● Problem to work on
Rewrite every entry below, changing "pick planner" to "grasp planner" wherever it occurs and leaving the rest untouched.

******

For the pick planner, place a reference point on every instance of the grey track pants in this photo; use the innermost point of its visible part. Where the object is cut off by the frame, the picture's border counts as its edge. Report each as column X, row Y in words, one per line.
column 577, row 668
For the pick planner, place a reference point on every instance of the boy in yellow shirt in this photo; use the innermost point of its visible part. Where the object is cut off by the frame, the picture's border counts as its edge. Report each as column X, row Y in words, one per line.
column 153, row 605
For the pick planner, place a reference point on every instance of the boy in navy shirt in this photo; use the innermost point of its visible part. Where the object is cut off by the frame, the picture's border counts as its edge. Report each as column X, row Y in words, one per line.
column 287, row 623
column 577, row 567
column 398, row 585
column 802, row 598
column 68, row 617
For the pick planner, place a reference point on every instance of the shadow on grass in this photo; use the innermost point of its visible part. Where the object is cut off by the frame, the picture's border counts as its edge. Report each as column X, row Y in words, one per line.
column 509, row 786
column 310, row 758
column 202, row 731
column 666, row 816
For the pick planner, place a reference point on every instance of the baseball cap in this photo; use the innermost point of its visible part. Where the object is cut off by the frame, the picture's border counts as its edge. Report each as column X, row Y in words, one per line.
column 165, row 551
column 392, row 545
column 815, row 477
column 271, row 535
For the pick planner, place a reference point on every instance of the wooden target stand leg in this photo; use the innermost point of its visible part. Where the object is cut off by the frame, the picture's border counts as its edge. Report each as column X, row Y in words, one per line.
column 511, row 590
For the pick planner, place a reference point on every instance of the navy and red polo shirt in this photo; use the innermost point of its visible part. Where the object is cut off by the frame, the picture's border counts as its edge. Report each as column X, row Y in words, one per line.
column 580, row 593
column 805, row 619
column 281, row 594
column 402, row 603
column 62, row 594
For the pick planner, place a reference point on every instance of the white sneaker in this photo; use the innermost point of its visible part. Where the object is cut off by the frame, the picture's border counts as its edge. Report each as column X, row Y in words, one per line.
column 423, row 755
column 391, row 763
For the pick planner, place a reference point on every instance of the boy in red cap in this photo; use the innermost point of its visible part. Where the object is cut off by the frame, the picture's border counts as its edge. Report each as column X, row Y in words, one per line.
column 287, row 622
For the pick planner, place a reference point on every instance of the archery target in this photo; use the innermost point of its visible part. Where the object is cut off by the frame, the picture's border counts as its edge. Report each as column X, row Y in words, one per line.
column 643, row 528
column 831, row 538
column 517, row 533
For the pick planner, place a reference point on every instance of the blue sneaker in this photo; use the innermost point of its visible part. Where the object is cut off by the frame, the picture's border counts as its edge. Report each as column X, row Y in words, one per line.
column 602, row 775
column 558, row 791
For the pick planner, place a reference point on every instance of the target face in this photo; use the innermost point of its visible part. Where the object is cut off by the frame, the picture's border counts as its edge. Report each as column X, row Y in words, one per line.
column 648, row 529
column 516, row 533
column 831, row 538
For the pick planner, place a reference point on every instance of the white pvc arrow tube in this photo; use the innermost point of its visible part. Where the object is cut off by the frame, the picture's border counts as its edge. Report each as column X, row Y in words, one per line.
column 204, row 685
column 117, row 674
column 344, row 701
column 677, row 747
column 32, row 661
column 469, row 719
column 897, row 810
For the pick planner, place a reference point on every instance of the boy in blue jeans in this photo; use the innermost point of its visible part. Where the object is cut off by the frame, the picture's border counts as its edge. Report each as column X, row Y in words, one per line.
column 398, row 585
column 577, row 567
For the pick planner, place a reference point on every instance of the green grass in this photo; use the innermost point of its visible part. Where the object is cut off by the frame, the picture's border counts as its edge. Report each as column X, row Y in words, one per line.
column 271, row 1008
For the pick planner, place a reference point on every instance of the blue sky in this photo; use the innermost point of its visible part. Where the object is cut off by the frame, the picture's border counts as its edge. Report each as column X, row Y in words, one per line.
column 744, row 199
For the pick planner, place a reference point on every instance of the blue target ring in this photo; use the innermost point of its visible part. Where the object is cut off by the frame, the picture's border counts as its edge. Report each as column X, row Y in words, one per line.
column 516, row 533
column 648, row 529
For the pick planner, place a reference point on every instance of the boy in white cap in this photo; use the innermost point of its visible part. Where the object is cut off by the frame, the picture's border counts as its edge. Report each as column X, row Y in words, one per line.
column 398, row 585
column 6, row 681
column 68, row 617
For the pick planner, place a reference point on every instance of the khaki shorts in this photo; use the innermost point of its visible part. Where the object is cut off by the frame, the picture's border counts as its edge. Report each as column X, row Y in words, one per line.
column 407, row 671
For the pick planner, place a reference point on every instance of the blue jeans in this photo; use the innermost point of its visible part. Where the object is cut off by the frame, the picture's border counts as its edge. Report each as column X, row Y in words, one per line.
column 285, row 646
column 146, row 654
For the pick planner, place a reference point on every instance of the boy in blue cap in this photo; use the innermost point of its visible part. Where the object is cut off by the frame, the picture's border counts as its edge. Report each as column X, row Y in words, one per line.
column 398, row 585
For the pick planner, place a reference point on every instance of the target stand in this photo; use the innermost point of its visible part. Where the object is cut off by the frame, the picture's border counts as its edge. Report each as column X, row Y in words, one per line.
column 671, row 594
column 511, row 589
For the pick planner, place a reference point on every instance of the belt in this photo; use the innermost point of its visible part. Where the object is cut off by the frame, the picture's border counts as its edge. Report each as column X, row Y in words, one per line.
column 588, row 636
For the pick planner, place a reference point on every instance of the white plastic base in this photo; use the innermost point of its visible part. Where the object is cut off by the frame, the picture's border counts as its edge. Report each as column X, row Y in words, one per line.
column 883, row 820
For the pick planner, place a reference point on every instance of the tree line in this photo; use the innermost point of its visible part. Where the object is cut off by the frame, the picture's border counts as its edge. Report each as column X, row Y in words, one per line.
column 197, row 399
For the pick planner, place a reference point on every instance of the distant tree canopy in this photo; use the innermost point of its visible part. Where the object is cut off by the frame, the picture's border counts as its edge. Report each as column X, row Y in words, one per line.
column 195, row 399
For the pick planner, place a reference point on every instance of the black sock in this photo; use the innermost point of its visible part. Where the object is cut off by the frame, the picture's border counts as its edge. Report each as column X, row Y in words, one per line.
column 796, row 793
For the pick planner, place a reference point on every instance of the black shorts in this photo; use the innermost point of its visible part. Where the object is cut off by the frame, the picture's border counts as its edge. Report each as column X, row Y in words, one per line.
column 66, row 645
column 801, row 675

******

● Result below
For the grasp planner, place a reference point on every instance of the grey track pants in this photo; use the innermost point of its visible part. Where the object is cut off by the frame, the picture's border counts as its edge. Report each as column X, row Y in words, one per line.
column 577, row 668
For the grasp planner, place a reference point on every instance of the boy in yellow shirt in this photo; use the innermost point of its visible part. Where the object is cut off by the frame, the picture's border counts as its edge. Report each as column X, row Y in words, one per line.
column 153, row 605
For the grasp planner, place a reference point on every instance of the boy in navy shirt in this photo; use the innermost point of its visible part. Where the object is cut off by the frame, the picture's border counts as its edge. Report each as column X, row Y in words, one per line.
column 287, row 623
column 577, row 567
column 398, row 585
column 802, row 598
column 68, row 617
For the grasp planner, place a reference point on every instance of the shadow on grass in this photo; use the innermost point of its visible part. Where the object is cut off by the frame, the picture's border counts as its edge. Report each as column X, row Y in words, one per line.
column 509, row 786
column 310, row 758
column 202, row 731
column 666, row 816
For the grasp planner, place a reference point on every instance of the baseball cap in this photo; use the innermost point of its visible part. Where the object is cut off by the frame, the picture's border counts as its edge. Report each as column X, row Y in words, one per line.
column 165, row 551
column 392, row 545
column 815, row 477
column 271, row 535
For the grasp planner, place a reference point on every instance of the wooden target stand leg in this photo; use the innermost point of its visible part. Where the object is cut off by the frame, the picture's border counts as its edge. Report each as column X, row Y in words, one per line.
column 511, row 590
For the grasp planner, place a reference point on every instance of the navy and red polo shirt in this photo; use the innermost point of its visible part. Where the object is cut off by the frame, the picture's border counts as its edge. Report each as column X, row Y in words, one per line.
column 580, row 593
column 805, row 619
column 281, row 594
column 402, row 603
column 62, row 594
For the grasp planner, place a reference point on every instance of the white sneaker in this photo; use the innermost point of its visible part. Where the object is cut off by the frame, the picture's border counts as its edge. Report each as column X, row Y in words, one per line.
column 423, row 755
column 391, row 763
For the grasp planner, place a reference point on every instance of the boy in red cap in this photo; use the innermost point of its visible part. Where the object is cut off by the frame, the picture's border counts as its edge. Report each as column X, row Y in words, one per line.
column 287, row 622
For the grasp planner, place a reference point on every instance of the archery target in this photo; use the innermost point of its visible part. Where the object is cut off by the frame, the picture's border counts as its edge. Report each as column X, row Y in words, one per line.
column 643, row 528
column 831, row 538
column 517, row 533
For the grasp planner, place a reference point on every instance of the blue sneaker in this photo; use the innermost point of its visible part. Where the object is cut off by the frame, the picture's border counts as its edge. Report each as column X, row Y in words, one per line.
column 602, row 775
column 558, row 791
For the grasp planner, place a reference point on every instance of the target face in this photo; use the innermost point of its visible part. Where the object is cut off by the frame, the picture's border counts as its edge. Report each as column X, row Y in words, one per line.
column 648, row 529
column 516, row 533
column 831, row 538
For the grasp planner, place a reference point on every instance of the white pvc arrow tube in this photo; use the innermost point of its visible part. Where the object is cut off by the frame, the picture's border counts as its edge. Report each as column X, row Y in words, one per line.
column 204, row 685
column 117, row 674
column 344, row 701
column 677, row 747
column 32, row 661
column 469, row 719
column 897, row 810
For the grasp planner, place a reference point on every instance of the boy in blue jeans in this photo; use the innermost point of its visible part. Where the object is cut off by the frame, the picture's border counts as its edge. Report each as column X, row Y in words, one per line.
column 398, row 585
column 577, row 567
For the grasp planner, place a reference point on every instance of the green grass in this photo; use the innermost point of its visible part. Where the object is cut off by the frame, the picture's border counts as its edge. Report each as column X, row Y in words, one per line.
column 271, row 1008
For the grasp planner, place a reference point on every instance of the blue sky in this photo; use the innermost point of its visible part. Where the object is cut off by the frame, the picture's border counts as its edge. Report each as column X, row Y in words, one per line.
column 744, row 199
For the grasp planner, place a reference point on every instance of the blue target ring in this photo; use the innermost point of its visible part. Where the object is cut off by the frame, the picture's border counts as its edge. Report each as column X, row Y in words, one per line.
column 516, row 533
column 648, row 529
For the grasp planner, place a reference point on every instance of the boy in white cap in this photo; use the innermost point of its visible part. Where the object is cut off by the frame, the picture's border counts as its edge. Report each as column X, row Y in words, one per line.
column 398, row 585
column 6, row 681
column 68, row 617
For the grasp planner, place a reference point on every instance of the khaki shorts in this photo; use the innermost point of its visible part. Where the object is cut off by the frame, the picture's border counts as its edge. Report each as column X, row Y in words, one per line.
column 407, row 671
For the grasp planner, place a reference point on every instance of the blue jeans in this photo; use the innermost point of its visible part. Where the object is cut off by the frame, the picture's border counts as its edge. Report each as column X, row Y in words, one per line.
column 285, row 646
column 146, row 654
For the grasp planner, place a reference point on every instance of the boy in blue cap in this photo; use the innermost point of its visible part. Where the object is cut off by the frame, the picture's border counts as its edge. Report each as column X, row Y in words, one per line.
column 398, row 585
For the grasp planner, place a reference point on every instance of the target stand in this photo; use the innermost point of its visible part. Where the object is cut off by the frame, the picture's border counts as its edge. Report each as column X, row Y in words, one per line.
column 671, row 594
column 511, row 589
For the grasp planner, place a reference point on every instance of the belt in this photo; use the innermost point of its visible part. Where the object is cut off by the frame, the picture's border counts as its edge. Report each as column X, row Y in words, one per line.
column 588, row 636
For the grasp planner, place a reference point on every instance of the white plastic base in this photo; use the innermost point of its visible part. Where the object is cut off by the frame, the picture's border counts as its edge. Report each as column X, row Y in words, one per line.
column 883, row 820
For the grasp planner, place a reference point on every instance of the tree line in this photo; use the innermost point of its visible part. Where the object is cut off by the frame, the picture's border counts as its edge. Report each as column X, row Y in words, one per line.
column 197, row 399
For the grasp planner, place a reference point on every instance of the distant tree canopy in this photo; use the innermost point of its visible part. Where the object is cut off by the frame, the picture's border counts as its edge. Report each as column X, row Y in words, one per line.
column 195, row 399
For the grasp planner, place a reference point on every instance of the black sock in this photo; use the innermost point of its visible part. Where the object is cut off by the frame, the picture's border counts as its edge. Report each as column X, row Y in words, one per line.
column 796, row 793
For the grasp planner, place a reference point on every instance of the black shorts in this photo; use the innermost point of its visible part. Where the object is cut off by the frame, the picture's border counts as its edge. Report each as column X, row Y in words, one per line.
column 66, row 645
column 801, row 675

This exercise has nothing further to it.